(Passage for review begins)

It wasn’t easy to piece together much of the film’s plot from the limited footage shown, but then Avatar’s success was never about the story, and it was hard not to be wowed by the incredibly photorealistic fantasy imagery. Cameron may have spent a decade getting the movie right, and has rather missed a trick by casting a mo-cap N’avi version of Lang, rather than the sneering, leering, pop-eyed real deal. But once all the barbs about Ferngully and Dances With Extra-terrestrial Wolves have been banished, it’s likely we’ll all sit down to watch the sequel with something approaching the awe that greeted the technological wonder of its predecessor.
Other highlights of Saturday’s panel included the appearance of an unusually emotional Harrison Ford during the Lucasfilm section, the 80-year-old actor taking to the stage alongside co-star Phoebe Waller-Bridge and director James Mangold to discuss the upcoming fifth Indiana Jones film. A key takeaway was the movie’s apparent title: out in June 2023, it seems to be called simply Indiana Jones. Ford said it was the last time he would play Henry Jones Jr, but described the new film as “fantastic”, and praised Waller-Bridge’s performance.

(Passage for review ends)
(Data for analysis begins)

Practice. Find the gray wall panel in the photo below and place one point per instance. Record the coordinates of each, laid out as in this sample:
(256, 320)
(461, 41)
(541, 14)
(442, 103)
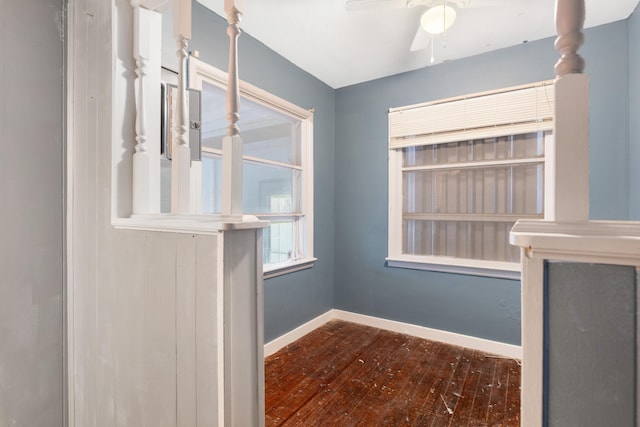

(Data for analysis ends)

> Task instructions:
• A. Reproduce the passage about Avatar and Indiana Jones above between "It wasn’t easy" and "of its predecessor.", inclusive.
• B. In the passage about Avatar and Indiana Jones, who joined Harrison Ford on stage to discuss the fifth Indiana Jones film?

> Results:
• A.
It wasn’t easy to piece together much of the film’s plot from the limited footage shown, but then Avatar’s success was never about the story, and it was hard not to be wowed by the incredibly photorealistic fantasy imagery. Cameron may have spent a decade getting the movie right, and has rather missed a trick by casting a mo-cap N’avi version of Lang, rather than the sneering, leering, pop-eyed real deal. But once all the barbs about Ferngully and Dances With Extra-terrestrial Wolves have been banished, it’s likely we’ll all sit down to watch the sequel with something approaching the awe that greeted the technological wonder of its predecessor.

• B. Phoebe Waller-Bridge and James Mangold